Pictures are to be left out, and only the lines from the one containing "Hi there — the client is wondering where exactly the hairpin" through the last line of the data are to be returned exactly.

Collected data
++++++++
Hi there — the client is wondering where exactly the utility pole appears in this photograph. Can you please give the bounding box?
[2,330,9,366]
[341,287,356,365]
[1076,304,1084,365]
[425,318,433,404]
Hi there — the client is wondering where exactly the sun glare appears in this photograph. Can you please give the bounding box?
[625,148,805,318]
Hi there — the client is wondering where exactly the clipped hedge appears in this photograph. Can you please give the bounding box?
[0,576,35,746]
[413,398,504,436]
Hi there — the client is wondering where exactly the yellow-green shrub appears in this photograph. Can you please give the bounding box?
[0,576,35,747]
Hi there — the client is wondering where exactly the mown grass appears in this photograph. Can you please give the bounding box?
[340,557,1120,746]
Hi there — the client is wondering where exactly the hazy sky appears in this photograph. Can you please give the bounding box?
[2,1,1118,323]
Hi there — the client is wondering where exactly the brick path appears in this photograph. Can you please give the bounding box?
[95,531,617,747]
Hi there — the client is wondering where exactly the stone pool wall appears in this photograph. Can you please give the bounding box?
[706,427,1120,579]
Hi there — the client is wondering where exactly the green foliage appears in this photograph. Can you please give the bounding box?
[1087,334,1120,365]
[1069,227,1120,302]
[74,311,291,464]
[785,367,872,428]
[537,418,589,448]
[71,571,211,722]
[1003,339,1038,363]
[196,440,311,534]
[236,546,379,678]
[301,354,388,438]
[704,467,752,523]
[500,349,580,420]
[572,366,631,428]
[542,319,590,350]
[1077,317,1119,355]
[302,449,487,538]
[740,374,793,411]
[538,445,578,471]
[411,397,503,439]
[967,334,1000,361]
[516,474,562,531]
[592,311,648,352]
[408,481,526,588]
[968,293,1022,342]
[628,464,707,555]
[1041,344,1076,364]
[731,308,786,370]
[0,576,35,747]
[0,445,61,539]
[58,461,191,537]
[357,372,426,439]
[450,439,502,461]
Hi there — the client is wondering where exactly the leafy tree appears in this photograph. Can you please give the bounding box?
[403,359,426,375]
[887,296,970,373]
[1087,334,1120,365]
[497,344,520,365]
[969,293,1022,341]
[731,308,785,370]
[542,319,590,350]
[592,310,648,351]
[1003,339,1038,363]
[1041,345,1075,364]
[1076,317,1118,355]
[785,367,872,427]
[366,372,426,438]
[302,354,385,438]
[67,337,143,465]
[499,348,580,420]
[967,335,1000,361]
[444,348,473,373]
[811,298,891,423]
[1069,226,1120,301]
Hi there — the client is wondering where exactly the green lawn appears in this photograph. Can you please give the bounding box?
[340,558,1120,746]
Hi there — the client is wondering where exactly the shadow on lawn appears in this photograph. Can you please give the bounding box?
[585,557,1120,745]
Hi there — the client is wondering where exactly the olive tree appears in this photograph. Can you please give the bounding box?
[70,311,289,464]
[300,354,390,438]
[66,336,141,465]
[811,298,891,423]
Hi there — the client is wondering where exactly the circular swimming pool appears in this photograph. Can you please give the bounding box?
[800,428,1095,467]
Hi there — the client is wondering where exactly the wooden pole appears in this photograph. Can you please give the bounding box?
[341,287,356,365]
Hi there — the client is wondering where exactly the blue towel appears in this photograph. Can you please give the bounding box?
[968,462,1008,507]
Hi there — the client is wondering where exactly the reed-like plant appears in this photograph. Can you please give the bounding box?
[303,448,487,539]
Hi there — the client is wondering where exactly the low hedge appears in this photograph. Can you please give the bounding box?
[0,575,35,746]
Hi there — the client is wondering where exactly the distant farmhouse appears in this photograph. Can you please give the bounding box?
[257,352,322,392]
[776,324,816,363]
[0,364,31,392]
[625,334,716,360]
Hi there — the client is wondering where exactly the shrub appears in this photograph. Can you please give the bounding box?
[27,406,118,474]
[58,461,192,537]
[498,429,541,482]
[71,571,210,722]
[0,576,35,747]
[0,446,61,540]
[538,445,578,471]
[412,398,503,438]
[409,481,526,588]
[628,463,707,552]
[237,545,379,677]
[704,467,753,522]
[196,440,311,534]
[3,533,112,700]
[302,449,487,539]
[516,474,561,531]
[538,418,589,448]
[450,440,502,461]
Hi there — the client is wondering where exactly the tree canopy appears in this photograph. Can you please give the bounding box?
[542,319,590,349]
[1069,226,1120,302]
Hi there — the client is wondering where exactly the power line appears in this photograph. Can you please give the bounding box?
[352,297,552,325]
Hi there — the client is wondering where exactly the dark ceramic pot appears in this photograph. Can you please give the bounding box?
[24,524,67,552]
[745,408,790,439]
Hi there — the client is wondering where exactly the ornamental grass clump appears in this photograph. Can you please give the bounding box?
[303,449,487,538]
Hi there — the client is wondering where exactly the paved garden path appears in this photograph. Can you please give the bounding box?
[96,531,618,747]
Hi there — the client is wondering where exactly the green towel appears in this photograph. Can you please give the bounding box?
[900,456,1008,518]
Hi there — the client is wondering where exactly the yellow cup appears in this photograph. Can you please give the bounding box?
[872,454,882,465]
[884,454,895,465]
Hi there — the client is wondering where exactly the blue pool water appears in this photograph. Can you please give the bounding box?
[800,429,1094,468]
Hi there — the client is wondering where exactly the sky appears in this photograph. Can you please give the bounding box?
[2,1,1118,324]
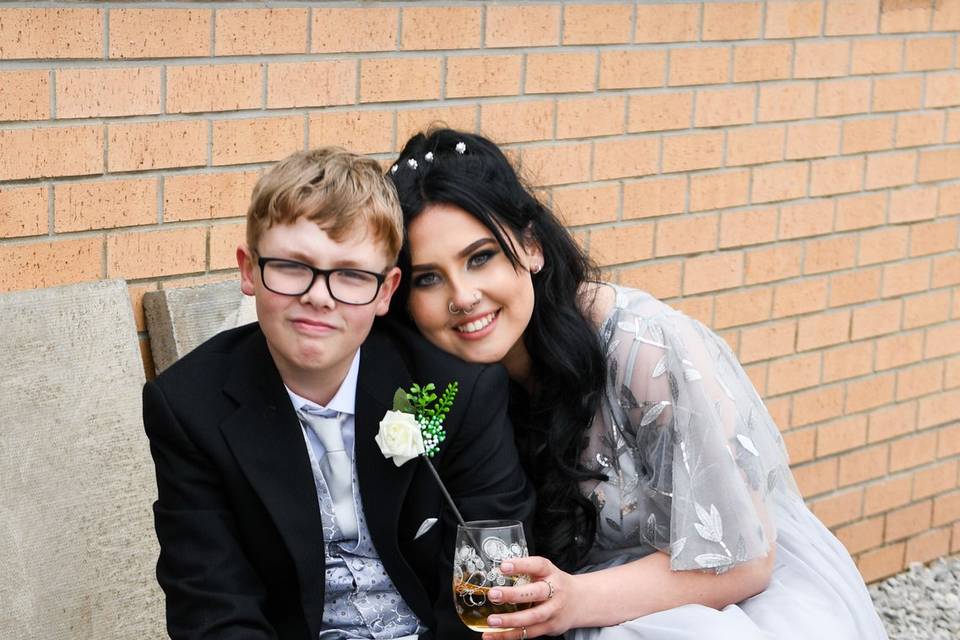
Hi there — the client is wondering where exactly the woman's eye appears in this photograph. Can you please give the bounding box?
[412,272,440,288]
[467,250,496,268]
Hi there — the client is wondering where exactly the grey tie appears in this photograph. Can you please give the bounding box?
[299,410,358,540]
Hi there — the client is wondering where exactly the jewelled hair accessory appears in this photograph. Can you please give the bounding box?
[390,141,466,174]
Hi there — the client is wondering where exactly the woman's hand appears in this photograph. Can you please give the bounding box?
[481,555,580,640]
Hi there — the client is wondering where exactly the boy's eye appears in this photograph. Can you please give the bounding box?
[412,272,440,288]
[467,250,496,268]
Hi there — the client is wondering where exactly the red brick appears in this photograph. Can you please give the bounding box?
[108,121,206,172]
[810,156,865,197]
[758,82,817,121]
[836,516,884,554]
[817,78,872,116]
[553,184,619,227]
[786,121,842,159]
[726,125,786,166]
[842,116,895,154]
[859,227,909,266]
[309,110,393,155]
[851,38,904,74]
[0,186,48,238]
[905,36,954,71]
[823,341,875,383]
[166,64,261,114]
[890,186,939,223]
[480,101,553,144]
[745,243,803,284]
[925,322,960,358]
[876,331,926,371]
[485,4,560,47]
[947,355,960,389]
[211,116,302,167]
[783,427,815,462]
[825,0,880,35]
[918,147,960,182]
[793,458,839,498]
[932,254,960,287]
[54,178,156,232]
[622,177,686,220]
[858,543,905,583]
[209,222,246,271]
[163,171,260,222]
[889,431,938,472]
[939,182,960,215]
[939,422,960,457]
[695,86,756,127]
[933,490,960,526]
[733,43,793,82]
[719,207,778,248]
[926,72,960,108]
[865,151,917,190]
[360,57,441,103]
[765,0,823,38]
[905,528,952,564]
[109,8,210,58]
[593,137,659,180]
[401,6,480,50]
[683,253,745,295]
[654,214,719,257]
[0,125,103,181]
[215,8,307,55]
[714,287,773,329]
[557,96,625,139]
[619,262,682,299]
[886,501,933,542]
[628,92,693,132]
[703,2,762,40]
[852,300,902,339]
[267,61,355,109]
[779,199,834,239]
[864,474,914,515]
[817,414,869,455]
[798,309,851,351]
[447,55,522,99]
[600,50,667,90]
[933,0,960,30]
[873,76,924,112]
[795,41,850,78]
[829,267,883,307]
[868,401,917,443]
[880,0,933,33]
[897,110,946,148]
[662,132,724,173]
[792,383,845,426]
[752,163,809,204]
[767,352,822,395]
[635,3,700,43]
[739,319,796,363]
[845,373,896,413]
[563,3,633,44]
[882,259,931,298]
[838,443,889,486]
[913,460,959,499]
[519,143,591,187]
[904,290,952,329]
[0,8,102,59]
[838,193,887,232]
[773,277,829,317]
[910,220,958,257]
[311,7,397,53]
[107,227,206,279]
[0,238,101,293]
[526,52,596,94]
[804,236,857,275]
[0,70,49,121]
[690,170,750,212]
[589,224,654,266]
[812,487,864,528]
[668,47,730,86]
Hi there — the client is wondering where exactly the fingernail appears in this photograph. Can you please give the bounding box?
[489,589,502,603]
[488,616,502,627]
[501,561,514,573]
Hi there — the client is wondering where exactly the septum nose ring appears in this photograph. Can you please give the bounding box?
[448,291,482,315]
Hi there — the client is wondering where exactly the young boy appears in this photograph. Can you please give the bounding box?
[143,148,534,640]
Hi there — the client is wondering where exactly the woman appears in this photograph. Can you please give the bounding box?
[387,129,887,640]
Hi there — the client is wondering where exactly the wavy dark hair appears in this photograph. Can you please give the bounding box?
[388,128,606,570]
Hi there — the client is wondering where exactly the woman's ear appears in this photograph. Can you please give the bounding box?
[522,225,544,272]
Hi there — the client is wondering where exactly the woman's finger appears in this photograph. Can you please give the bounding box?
[500,554,552,577]
[481,622,551,640]
[487,600,556,631]
[489,579,554,605]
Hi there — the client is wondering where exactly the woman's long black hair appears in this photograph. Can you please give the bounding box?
[388,128,607,570]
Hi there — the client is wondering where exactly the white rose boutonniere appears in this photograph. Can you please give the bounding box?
[376,381,466,524]
[375,410,425,467]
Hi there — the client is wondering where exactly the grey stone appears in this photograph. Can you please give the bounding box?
[144,280,257,373]
[0,279,163,639]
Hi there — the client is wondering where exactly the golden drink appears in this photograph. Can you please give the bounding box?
[453,581,532,632]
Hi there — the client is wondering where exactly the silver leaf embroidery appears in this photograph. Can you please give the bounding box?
[694,503,723,543]
[651,356,667,378]
[694,553,733,569]
[737,434,760,456]
[640,400,670,426]
[671,536,687,559]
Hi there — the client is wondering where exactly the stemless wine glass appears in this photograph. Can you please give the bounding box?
[452,520,532,633]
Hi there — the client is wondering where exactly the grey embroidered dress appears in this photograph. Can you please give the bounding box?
[570,286,887,640]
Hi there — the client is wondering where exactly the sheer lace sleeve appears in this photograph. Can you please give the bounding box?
[583,286,799,573]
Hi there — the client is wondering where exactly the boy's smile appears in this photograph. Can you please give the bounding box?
[238,217,400,404]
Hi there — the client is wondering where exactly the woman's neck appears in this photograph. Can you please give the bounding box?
[501,339,535,392]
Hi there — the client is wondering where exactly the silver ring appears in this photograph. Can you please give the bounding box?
[543,579,554,599]
[521,627,527,640]
[447,291,482,315]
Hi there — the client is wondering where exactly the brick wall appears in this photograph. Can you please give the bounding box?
[0,0,957,582]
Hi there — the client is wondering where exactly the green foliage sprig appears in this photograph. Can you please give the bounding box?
[392,381,459,457]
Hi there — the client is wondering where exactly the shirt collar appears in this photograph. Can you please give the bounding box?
[285,349,360,417]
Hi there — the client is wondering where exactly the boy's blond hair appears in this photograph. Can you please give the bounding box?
[246,147,403,262]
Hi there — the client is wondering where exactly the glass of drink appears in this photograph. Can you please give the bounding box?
[453,520,531,633]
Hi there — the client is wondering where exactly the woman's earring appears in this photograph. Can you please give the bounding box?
[531,262,543,275]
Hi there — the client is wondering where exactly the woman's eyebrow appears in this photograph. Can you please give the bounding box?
[410,237,496,272]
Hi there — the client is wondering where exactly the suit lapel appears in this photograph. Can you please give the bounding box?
[218,332,326,634]
[354,329,434,620]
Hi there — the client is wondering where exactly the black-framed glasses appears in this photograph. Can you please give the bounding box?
[256,256,386,305]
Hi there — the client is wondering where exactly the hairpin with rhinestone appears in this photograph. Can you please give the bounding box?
[455,141,466,154]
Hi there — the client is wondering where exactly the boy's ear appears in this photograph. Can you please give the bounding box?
[374,266,402,317]
[237,245,256,296]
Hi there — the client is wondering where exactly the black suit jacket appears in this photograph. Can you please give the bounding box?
[143,319,535,640]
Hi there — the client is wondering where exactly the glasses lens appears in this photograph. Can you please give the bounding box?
[329,269,380,304]
[262,260,314,295]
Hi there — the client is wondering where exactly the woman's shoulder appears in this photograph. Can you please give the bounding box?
[579,282,679,329]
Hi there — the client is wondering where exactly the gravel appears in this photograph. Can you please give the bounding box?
[869,556,960,640]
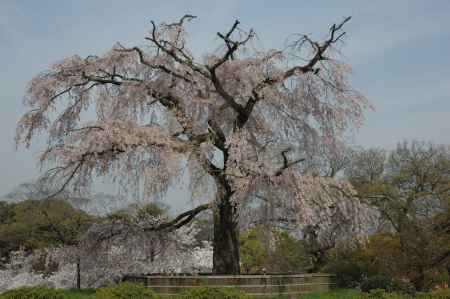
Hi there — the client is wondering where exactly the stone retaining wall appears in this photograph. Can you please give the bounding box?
[124,273,334,297]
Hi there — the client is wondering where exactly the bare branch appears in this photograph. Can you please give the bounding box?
++++++++
▸ Reply:
Hi there — the client is wondering where exactly the hairpin with rhinestone appears in this photograph. Can you please give the bounding box?
[455,141,466,154]
Hi there — the client is wondering where exactly the boy's ear appears in this photograph. Can you please give the bounding box?
[374,266,402,317]
[237,245,256,296]
Hi there — the client is wondering where exactly the black suit jacket appears in this photograph. Can you please give the bounding box?
[143,319,535,640]
Hi there — the client is wondering where exactly the glasses lens appears in this photograph. Can you please give the bounding box?
[329,269,380,304]
[262,260,314,295]
Hi there — the client is wondering where exactly the woman's shoulder appears in this photograph. Can you please give the bounding box?
[579,282,679,329]
Hi there — the client is wondering where exactly the gravel appears in this photograph. Can you please give the bounding box?
[869,556,960,640]
Hi there — the client is wondering where exactly the stone retaining wall appears in this photograph. Can you please give the bounding box?
[124,273,334,297]
Hi there — the client is wondering where exactly the bare branch appears in this photograph. Can you please give the bounding box?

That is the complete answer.